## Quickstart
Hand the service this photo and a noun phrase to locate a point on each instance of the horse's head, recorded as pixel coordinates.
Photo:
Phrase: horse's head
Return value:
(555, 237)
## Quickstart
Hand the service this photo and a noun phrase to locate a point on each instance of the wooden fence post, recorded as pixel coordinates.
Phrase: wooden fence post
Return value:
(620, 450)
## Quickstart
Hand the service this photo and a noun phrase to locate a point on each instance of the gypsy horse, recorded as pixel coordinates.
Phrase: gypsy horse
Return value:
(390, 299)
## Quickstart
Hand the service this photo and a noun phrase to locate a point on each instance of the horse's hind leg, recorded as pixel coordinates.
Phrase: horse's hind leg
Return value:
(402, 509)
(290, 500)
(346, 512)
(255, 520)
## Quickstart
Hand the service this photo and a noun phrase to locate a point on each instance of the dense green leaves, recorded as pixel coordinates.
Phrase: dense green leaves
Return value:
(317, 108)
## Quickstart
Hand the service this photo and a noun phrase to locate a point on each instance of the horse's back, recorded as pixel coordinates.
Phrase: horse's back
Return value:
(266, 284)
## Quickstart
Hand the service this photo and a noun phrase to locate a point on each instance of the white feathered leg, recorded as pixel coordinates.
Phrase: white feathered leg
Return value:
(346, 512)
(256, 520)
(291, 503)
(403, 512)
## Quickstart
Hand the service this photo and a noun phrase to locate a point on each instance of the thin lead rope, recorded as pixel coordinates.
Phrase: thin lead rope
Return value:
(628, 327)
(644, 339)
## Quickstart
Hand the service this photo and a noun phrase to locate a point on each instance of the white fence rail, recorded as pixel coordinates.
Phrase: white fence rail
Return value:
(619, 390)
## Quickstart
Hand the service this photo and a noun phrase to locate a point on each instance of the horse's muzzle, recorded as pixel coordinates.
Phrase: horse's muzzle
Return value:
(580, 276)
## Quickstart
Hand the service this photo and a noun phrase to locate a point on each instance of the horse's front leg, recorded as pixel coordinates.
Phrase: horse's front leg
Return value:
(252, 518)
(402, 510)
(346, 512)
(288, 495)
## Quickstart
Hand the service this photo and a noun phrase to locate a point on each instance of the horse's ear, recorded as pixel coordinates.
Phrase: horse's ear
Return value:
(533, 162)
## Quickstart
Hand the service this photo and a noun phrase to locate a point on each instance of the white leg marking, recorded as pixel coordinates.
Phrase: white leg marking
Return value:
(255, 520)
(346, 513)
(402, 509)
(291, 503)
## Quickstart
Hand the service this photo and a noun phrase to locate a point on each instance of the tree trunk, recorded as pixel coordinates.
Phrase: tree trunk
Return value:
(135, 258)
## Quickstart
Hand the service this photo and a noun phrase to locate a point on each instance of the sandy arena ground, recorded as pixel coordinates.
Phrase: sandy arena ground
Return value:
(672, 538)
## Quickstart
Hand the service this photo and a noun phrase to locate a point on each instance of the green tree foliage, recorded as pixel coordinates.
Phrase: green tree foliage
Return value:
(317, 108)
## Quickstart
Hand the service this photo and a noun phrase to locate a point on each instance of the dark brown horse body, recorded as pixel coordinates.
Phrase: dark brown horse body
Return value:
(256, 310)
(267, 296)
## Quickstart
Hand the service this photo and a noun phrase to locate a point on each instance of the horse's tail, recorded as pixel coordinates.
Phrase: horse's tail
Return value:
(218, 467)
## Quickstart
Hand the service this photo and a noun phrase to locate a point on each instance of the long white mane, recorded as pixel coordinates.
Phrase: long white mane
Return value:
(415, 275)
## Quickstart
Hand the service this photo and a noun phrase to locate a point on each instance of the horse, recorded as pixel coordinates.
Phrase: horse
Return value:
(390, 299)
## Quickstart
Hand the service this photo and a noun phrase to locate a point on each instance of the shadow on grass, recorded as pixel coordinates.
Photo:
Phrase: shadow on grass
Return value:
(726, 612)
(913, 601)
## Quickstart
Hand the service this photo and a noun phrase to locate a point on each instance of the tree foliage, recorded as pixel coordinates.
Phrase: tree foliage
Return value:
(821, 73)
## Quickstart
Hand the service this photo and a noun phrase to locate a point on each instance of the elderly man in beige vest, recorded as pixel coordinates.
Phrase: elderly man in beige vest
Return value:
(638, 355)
***
→ Assigned task:
Type out every record above once more, exactly.

→ Task result:
## Quickstart
Hand the service this photo and a noun phrase to locate a point on each instance of the horse's head, recorded as pixel coordinates.
Photo:
Phrase: horse's head
Return value:
(555, 237)
## Quickstart
Hand the service this photo and a noun phrase to locate a point on each instance of the wooden fence post, recorded as pixel coordinates.
Phrase: wooden fence post
Return value:
(620, 450)
## Quickstart
Hand the service this photo and a noun phrase to locate a point on each instance of the gypsy horse, recorded as pixel coordinates.
Phrase: gypsy horse
Return value:
(390, 299)
## Quickstart
Hand the service this photo and a noun phrase to locate a point on each instance of the horse's hind leg, recorded as pixel coordinates.
Phrase: horse's hind leg
Return value:
(402, 509)
(290, 500)
(346, 512)
(255, 520)
## Quickstart
Hand the service this photo and a noun phrase to locate a point on each instance of the dense green leaves, recorded as pixel coordinates.
Phrase: dense green leaves
Return value:
(317, 108)
## Quickstart
Hand the service this photo and a noun phrase to locate a point on each instance of the horse's back, recorded as pixel coordinates.
Phrase: horse's back
Return value:
(266, 284)
## Quickstart
Hand the service this photo and a noun phrase to locate a point on each instance of the white feathered leg, recorded as pixel coordinates.
Phrase: white feathered leg
Return value:
(346, 512)
(256, 520)
(291, 503)
(403, 512)
## Quickstart
Hand the service this photo and a noun phrase to locate a point on each instance of the thin lead rope, recorded as pixel coordinates.
Phrase: thin lead rope
Return value:
(628, 327)
(644, 339)
## Quickstart
Hand the service this photo and a noun phrase to locate a point on each instance of the white fence rail, recorded as pixel coordinates.
Phrase: white fence rail
Return value:
(619, 390)
## Quickstart
Hand the service this photo and a noun phrase to locate a point on each instance of the horse's muzzle, recorded as pixel coordinates.
Phrase: horse's muzzle
Return value:
(580, 276)
## Quickstart
Hand the service this photo and a noun phrase to locate a point on each instance of the horse's front leg, recorded as pixel coordinates.
Phrase: horse's front leg
Return value:
(252, 518)
(402, 510)
(346, 512)
(288, 495)
## Quickstart
Hand the service this photo and a noun phrase to locate a point on each instance of the horse's ear, recorded as pixel coordinates.
Phrase: horse's ear
Return value:
(533, 162)
## Quickstart
Hand the service this photo and a noun phrase to locate a point on each instance of the white leg marking, recorded as pixel coordinates.
Phrase: white leg marking
Return value:
(255, 520)
(346, 513)
(402, 509)
(291, 503)
## Quickstart
Hand the service this photo and a noun phrase to locate a point on each instance of the tree trunk, recorded as pixel coordinates.
Phrase: tree trunk
Return value:
(135, 258)
## Quickstart
Hand the service this photo and a noun phrase to locate a point on each instance of the sandy arena ground, recorded as pixel coordinates.
Phrase: sandy arena ground
Return value:
(672, 538)
## Quickstart
Hand the service this photo and a noun phrase to locate a point on each instance of the green tree foliage, recorded as pixel coordinates.
Phrase: green tree foliage
Return value:
(317, 108)
## Quickstart
Hand the service this photo and a noun phrase to locate a point on each instance of the dark brown horse body, recorded as pixel coordinates.
Phrase: dark brown horse body
Return value:
(256, 310)
(267, 296)
## Quickstart
Hand the service this photo and a noun phrase to locate a point on each instance of the horse's tail, recorded as pixel coordinates.
Phrase: horse's tail
Return value:
(218, 467)
## Quickstart
Hand the service this photo and a noun phrase to locate a point on each instance of the long white mane, recorded as pixel coordinates.
Phrase: long white mane
Return value:
(415, 275)
## Quickstart
Hand the service this photo and a noun phrase to locate a point on each instance of the horse, recorded as pixel coordinates.
Phrase: horse
Return value:
(390, 299)
## Quickstart
Hand the service this photo and a noun phrase to locate a point on each instance of the shadow on grass, recorded as pixel coordinates.
Photo:
Phrase: shadow on grass
Return value:
(726, 612)
(913, 601)
## Quickstart
Hand the service this photo and a noun phrase to locate a point on each instance of the tree foliage, recorded as pixel coordinates.
Phrase: tree foliage
Return value:
(821, 73)
## Quickstart
Hand the service this photo and a noun phrase to locate a point on each instance of the elderly man in beige vest, recorded as pixel coordinates.
Phrase: elderly man in beige vest
Return value:
(638, 355)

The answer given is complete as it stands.